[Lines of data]

--

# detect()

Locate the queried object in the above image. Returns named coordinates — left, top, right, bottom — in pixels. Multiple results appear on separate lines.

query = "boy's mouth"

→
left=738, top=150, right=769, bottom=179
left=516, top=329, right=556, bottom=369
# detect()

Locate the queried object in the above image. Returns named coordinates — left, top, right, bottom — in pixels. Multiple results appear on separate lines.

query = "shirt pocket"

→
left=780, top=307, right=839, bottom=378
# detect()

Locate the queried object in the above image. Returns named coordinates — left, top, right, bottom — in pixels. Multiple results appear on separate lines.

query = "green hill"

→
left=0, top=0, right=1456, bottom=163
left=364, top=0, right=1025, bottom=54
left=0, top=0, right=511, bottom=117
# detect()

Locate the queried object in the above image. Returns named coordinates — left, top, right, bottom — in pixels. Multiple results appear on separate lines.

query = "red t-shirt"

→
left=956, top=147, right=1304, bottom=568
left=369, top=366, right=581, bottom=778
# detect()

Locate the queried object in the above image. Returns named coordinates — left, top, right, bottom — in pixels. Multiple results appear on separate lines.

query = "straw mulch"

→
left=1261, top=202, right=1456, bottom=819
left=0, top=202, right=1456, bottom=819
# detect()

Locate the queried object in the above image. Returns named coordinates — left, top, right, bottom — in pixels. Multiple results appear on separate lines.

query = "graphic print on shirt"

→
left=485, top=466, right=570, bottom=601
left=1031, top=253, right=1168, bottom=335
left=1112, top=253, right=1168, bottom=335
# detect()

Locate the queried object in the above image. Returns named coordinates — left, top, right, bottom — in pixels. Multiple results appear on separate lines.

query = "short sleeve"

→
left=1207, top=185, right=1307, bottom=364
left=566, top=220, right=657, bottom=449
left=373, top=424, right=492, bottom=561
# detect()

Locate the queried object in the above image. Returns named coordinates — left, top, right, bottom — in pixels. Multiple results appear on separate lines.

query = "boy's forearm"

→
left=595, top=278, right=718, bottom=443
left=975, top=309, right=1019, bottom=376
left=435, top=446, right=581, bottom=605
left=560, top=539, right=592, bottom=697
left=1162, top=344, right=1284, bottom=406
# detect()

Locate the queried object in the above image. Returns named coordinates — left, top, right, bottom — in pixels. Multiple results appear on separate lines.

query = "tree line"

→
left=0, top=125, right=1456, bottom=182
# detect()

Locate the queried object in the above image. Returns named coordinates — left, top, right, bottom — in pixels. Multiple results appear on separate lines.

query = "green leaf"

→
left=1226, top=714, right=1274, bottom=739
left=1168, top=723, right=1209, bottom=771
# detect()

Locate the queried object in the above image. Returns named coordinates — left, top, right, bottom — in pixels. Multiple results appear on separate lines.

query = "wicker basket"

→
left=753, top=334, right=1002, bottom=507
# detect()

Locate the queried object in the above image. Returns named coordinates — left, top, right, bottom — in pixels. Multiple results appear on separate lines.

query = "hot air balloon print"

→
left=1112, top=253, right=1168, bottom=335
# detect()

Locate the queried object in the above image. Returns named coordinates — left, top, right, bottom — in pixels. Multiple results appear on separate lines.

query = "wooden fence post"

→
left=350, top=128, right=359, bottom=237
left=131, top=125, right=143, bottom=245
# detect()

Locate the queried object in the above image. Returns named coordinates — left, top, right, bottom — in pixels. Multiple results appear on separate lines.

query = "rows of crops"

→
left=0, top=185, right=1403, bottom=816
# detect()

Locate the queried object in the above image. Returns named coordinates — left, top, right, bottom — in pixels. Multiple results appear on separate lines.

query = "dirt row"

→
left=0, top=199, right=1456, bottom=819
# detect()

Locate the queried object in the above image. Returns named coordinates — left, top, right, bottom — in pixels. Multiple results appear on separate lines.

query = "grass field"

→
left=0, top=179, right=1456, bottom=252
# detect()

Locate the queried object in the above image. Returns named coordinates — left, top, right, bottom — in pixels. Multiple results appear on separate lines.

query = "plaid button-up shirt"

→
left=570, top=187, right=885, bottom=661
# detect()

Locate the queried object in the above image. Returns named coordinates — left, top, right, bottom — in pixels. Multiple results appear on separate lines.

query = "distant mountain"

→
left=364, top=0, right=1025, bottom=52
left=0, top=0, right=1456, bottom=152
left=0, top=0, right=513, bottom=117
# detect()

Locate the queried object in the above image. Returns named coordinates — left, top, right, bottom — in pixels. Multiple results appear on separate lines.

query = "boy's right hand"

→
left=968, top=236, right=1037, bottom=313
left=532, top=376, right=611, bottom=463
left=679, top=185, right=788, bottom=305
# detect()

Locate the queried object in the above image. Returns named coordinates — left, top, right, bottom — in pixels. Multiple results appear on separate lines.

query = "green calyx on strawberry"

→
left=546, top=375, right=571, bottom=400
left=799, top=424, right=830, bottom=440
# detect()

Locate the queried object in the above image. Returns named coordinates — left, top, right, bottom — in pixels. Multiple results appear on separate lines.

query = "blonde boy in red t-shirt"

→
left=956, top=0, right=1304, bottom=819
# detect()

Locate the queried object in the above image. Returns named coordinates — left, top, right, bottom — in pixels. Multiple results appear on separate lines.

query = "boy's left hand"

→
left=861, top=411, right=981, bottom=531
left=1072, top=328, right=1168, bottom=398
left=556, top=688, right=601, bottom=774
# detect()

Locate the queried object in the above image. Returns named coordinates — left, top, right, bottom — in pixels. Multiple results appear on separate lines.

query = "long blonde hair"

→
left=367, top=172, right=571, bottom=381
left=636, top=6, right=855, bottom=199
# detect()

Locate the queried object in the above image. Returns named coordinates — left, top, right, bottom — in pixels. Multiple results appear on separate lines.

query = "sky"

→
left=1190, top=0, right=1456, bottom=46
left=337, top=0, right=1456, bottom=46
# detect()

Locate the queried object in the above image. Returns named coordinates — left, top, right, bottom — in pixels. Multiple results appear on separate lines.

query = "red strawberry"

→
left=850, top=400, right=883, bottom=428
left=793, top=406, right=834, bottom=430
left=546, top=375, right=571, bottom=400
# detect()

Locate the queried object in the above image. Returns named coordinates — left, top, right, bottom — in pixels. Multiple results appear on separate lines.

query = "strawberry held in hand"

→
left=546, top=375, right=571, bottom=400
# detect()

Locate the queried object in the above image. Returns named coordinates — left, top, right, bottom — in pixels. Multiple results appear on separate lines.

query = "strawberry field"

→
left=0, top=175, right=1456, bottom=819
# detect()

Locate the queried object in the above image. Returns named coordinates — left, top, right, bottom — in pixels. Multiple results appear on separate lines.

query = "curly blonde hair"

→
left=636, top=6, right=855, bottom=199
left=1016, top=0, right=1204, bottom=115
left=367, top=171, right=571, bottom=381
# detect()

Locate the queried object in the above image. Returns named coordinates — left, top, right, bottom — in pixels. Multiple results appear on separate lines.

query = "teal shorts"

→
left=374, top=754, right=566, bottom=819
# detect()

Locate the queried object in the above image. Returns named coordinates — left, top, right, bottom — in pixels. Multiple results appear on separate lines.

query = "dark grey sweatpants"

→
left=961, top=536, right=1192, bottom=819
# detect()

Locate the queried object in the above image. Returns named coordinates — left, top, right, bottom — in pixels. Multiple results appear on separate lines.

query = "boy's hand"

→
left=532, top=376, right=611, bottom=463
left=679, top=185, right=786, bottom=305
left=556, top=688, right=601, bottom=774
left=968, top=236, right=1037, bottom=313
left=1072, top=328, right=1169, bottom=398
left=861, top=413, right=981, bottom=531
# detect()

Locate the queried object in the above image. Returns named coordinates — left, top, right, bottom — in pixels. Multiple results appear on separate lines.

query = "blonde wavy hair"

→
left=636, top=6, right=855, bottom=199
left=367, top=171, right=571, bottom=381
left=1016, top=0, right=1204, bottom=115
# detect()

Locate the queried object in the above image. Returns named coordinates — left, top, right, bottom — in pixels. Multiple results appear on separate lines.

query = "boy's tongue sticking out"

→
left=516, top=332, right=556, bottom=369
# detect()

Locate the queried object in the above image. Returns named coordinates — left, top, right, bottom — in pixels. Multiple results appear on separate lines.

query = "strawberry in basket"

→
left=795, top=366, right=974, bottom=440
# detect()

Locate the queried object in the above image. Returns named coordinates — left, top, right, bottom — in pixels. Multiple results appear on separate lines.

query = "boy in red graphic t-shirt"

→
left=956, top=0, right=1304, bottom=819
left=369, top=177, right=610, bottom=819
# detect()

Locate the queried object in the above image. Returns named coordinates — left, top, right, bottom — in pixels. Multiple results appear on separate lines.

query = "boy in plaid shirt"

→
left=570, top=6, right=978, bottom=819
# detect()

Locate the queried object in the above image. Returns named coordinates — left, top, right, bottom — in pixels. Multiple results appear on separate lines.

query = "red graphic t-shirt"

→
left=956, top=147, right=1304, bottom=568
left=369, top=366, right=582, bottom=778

--

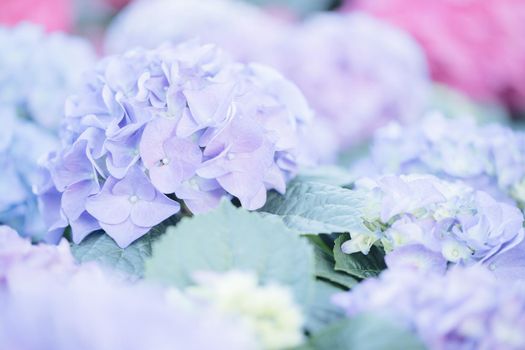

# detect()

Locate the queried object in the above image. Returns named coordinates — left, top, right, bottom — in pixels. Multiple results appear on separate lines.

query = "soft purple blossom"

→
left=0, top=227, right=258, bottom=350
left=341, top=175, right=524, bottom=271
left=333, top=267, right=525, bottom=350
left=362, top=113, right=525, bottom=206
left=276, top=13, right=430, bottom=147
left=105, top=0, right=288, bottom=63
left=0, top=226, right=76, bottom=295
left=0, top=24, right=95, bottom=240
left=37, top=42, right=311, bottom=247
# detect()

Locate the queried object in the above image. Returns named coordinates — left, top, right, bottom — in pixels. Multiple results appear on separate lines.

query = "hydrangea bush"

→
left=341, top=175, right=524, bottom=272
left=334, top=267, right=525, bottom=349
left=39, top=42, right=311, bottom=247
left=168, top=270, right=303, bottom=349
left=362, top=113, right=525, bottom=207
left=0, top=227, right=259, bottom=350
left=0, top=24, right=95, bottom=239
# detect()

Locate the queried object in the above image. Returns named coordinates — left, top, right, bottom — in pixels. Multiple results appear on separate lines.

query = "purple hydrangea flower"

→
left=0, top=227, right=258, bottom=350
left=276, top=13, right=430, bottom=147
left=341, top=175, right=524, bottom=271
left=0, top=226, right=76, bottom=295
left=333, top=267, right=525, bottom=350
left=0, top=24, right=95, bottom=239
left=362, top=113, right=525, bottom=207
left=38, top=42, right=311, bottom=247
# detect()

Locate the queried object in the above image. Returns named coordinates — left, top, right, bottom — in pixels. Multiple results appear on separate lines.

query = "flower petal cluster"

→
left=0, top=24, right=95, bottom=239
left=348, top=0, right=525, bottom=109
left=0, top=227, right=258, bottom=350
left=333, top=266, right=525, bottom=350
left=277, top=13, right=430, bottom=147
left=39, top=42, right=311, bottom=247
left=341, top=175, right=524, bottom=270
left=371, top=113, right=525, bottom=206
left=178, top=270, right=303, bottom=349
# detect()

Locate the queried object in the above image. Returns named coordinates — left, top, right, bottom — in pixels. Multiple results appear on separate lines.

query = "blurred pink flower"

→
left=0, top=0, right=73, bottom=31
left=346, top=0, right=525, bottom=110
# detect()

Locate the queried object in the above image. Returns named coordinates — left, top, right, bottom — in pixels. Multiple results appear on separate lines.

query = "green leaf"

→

--

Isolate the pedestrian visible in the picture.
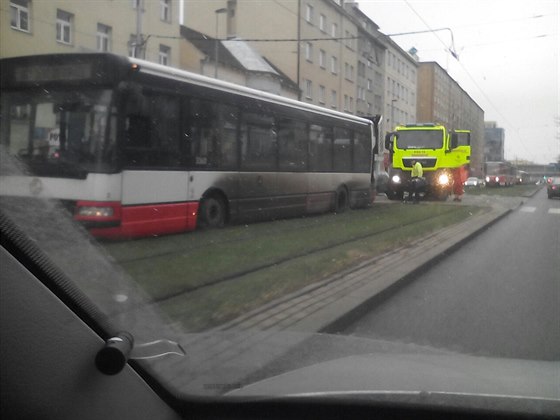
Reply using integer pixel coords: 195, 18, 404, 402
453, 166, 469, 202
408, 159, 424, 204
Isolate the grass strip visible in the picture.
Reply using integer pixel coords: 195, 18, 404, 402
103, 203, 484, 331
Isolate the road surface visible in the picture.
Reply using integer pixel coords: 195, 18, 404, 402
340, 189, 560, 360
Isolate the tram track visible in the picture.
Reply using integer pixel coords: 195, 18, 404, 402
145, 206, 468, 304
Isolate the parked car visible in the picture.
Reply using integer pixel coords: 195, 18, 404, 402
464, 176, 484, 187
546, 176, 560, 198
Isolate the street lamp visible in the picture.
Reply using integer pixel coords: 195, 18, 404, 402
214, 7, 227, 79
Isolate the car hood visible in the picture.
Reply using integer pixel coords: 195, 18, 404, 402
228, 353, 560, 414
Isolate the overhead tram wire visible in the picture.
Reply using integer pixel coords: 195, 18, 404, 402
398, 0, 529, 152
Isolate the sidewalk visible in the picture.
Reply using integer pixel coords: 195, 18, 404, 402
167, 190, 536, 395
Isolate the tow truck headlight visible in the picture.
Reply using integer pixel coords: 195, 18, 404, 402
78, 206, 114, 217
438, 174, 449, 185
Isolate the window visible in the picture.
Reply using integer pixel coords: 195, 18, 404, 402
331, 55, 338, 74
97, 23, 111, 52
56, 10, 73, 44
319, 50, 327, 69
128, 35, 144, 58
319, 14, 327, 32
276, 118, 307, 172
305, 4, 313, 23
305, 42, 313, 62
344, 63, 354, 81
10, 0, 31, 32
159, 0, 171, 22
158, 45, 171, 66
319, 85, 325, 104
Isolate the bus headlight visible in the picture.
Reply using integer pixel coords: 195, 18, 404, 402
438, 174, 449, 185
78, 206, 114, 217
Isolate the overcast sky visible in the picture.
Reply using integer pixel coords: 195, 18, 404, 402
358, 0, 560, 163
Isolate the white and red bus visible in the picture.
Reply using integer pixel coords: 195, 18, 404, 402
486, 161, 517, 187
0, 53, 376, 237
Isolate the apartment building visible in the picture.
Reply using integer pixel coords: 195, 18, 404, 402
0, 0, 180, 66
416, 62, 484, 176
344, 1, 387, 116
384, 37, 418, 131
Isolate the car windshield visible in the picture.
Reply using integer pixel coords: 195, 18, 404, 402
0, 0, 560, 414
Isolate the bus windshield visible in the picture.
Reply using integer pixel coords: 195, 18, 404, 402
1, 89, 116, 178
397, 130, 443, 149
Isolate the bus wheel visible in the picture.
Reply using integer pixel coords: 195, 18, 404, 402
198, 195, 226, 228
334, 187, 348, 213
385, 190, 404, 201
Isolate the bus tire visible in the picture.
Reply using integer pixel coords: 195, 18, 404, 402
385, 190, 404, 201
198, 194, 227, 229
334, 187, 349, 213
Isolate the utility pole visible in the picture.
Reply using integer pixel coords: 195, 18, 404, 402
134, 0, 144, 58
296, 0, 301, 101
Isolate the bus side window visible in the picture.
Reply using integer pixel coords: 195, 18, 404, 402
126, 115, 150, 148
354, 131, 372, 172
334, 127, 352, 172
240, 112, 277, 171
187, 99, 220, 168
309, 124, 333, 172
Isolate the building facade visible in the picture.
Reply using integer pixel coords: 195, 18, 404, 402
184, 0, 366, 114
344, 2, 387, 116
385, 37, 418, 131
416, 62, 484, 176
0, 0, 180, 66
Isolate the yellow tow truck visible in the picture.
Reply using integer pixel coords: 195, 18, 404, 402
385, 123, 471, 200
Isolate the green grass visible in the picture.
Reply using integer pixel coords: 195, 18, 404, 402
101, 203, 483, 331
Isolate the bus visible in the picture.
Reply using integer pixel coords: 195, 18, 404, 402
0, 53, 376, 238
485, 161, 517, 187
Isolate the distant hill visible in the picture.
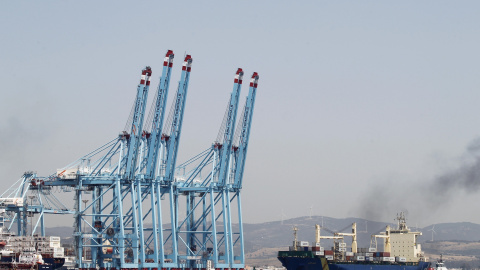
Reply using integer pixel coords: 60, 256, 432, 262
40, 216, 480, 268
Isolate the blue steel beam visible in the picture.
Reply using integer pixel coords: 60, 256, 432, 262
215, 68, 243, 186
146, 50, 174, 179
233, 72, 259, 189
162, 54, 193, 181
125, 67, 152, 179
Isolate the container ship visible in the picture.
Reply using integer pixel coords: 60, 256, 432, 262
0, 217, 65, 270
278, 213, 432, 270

--

• [Task objective]
How many lines in the items above contain the word "hill"? Give only the number.

• [The solution]
2